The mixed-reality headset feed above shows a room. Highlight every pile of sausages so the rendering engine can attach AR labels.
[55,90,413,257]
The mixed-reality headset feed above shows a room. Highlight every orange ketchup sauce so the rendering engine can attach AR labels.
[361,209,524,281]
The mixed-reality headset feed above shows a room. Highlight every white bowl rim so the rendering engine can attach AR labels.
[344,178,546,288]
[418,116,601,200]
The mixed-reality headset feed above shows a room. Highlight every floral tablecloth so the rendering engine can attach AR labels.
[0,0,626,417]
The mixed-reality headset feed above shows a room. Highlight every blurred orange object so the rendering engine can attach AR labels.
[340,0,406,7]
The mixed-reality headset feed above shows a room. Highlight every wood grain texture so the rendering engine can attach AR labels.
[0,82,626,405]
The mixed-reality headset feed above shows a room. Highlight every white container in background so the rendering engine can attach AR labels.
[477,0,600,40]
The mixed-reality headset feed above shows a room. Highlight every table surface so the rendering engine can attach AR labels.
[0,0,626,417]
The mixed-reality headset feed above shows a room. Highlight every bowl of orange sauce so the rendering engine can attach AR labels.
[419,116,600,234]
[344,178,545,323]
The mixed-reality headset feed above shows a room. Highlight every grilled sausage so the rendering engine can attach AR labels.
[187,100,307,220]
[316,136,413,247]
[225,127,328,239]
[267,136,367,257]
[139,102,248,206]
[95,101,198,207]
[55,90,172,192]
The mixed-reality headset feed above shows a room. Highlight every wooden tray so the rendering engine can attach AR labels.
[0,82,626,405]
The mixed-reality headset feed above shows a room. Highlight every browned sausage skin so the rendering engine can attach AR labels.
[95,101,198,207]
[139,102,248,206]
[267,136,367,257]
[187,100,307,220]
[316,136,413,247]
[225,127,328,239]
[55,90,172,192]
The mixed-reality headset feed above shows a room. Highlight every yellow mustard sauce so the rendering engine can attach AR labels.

■ Exercise goal ■
Rewrite the records above from their first line through the line containing "[477,0,600,40]", including the requests, and shift every box coordinate by adding -98 to it.

■ Task output ■
The mixed-reality headset feed above shows a room. Highlight every pile of sausages so the rendering engine can attach AR labels.
[-43,-8,315,159]
The mixed-reality headset feed above shows a room. Highlight every orange ketchup sauce so the rendering engine can attach AR labels.
[263,111,426,183]
The mixed-reality headset feed above shows a room. Highlight every white bowl rim so the rendering engine can attach AR labels.
[246,80,448,190]
[320,18,503,102]
The mixed-reality headset feed above shows a room. Highlight every floral tablecloth so the rendering engine can attach AR labels.
[-98,-98,528,319]
The mixed-reality headset feed above shows a room. Highlight every blurred orange object so the rendering engine can attach AR labels.
[242,-98,308,-91]
The mixed-reality headset feed above shows a room. Highlight every wood grain texture so the rendering engine can attach AR labels.
[-98,-16,528,307]
The mixed-reality headset feed above shows a room. Highlight every white container in background so the rendering engine can attach AR labels.
[379,-98,502,-58]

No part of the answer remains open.